EXTRAIT CHOISI:
Sampha – Process

Le moins que l’on puisse dire c’est que Sampha a su se faire attendre, mais peut-on vraiment lui en vouloir ? Avec Process, il nous ouvre les portes de son univers et le résultat est exquis…

Si son nom n’est pas encore sur toutes les lèvres, c’est parce que Sampha Sisay a longtemps préféré rester dans l’ombre plutôt que de s’exposer au feu des projecteurs. Compositeur et producteur londonien aux multiples talents, il a collaboré avec les plus grands noms de la scène musicale anglaise et internationale pendant presque sept ans. Parmi eux : FKA Twigs, SBTRKT, Drake, Kanye West et plus récemment Frank Ocean sur son album visuel ‘Endless’ainsi que Solange Knowles et son excellent  A Seat at the Tableoù il apparaît sur le morceau déjà iconique Don’t Touch My Hair… Autant dire que cela ne lui laissait pas beaucoup de temps pour offrir une digne suite à son EP Dual sortit en 2013.  Finalement, c’est près de quatre ans plus tard qu’il nous livre son premier album Process : un petit joyau de dix pistes façonné avec le plus grand soin et rayonnant de maîtrise.

MATÉRIEL FOURNI:
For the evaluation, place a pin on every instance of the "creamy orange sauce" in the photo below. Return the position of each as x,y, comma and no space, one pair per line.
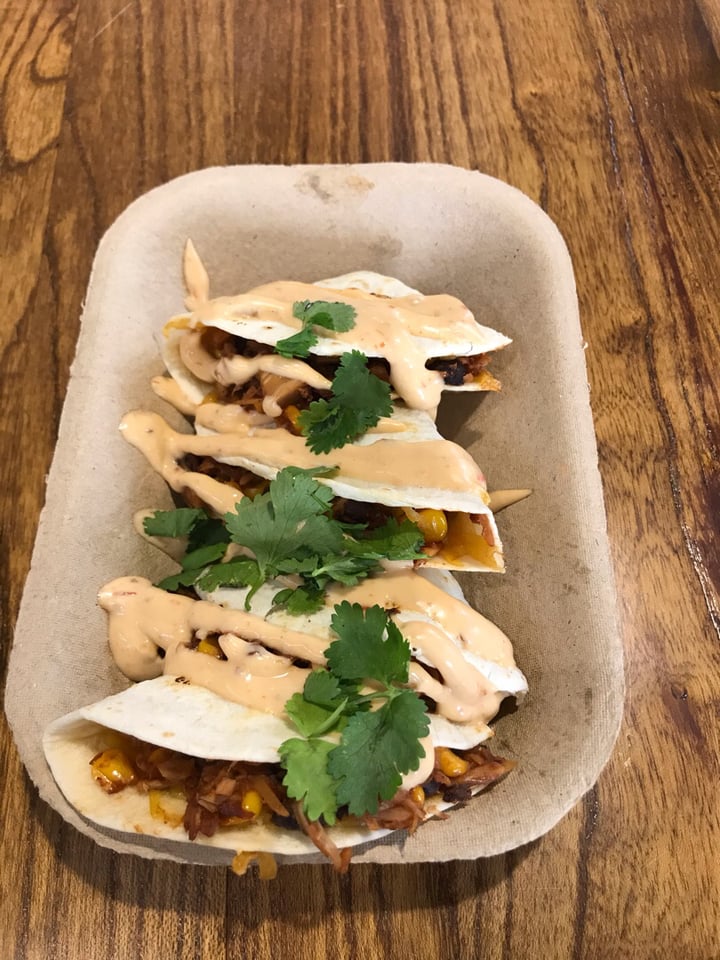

TÂCHES À RÉALISER:
[a] D'après l'extrait, que répondre à ces trois questions ?
(i) Pendant combien de temps Sampha a-t-il collaboré avec de grands noms de la musique ?
(ii) Quel est le titre de l'EP sorti en 2013 ?
(iii) Combien de pistes compte l'album Process ?
[b] Quels sont tous les artistes avec lesquels Sampha a collaboré selon l'extrait ?
Le matériel ci-dessus n'a aucun lien avec l'extrait.

EN RÉPONSE:
[a]
(i) Pendant presque sept ans.
(ii) Dual.
(iii) Dix pistes.

[b] FKA Twigs, SBTRKT, Drake, Kanye West, Frank Ocean, Solange Knowles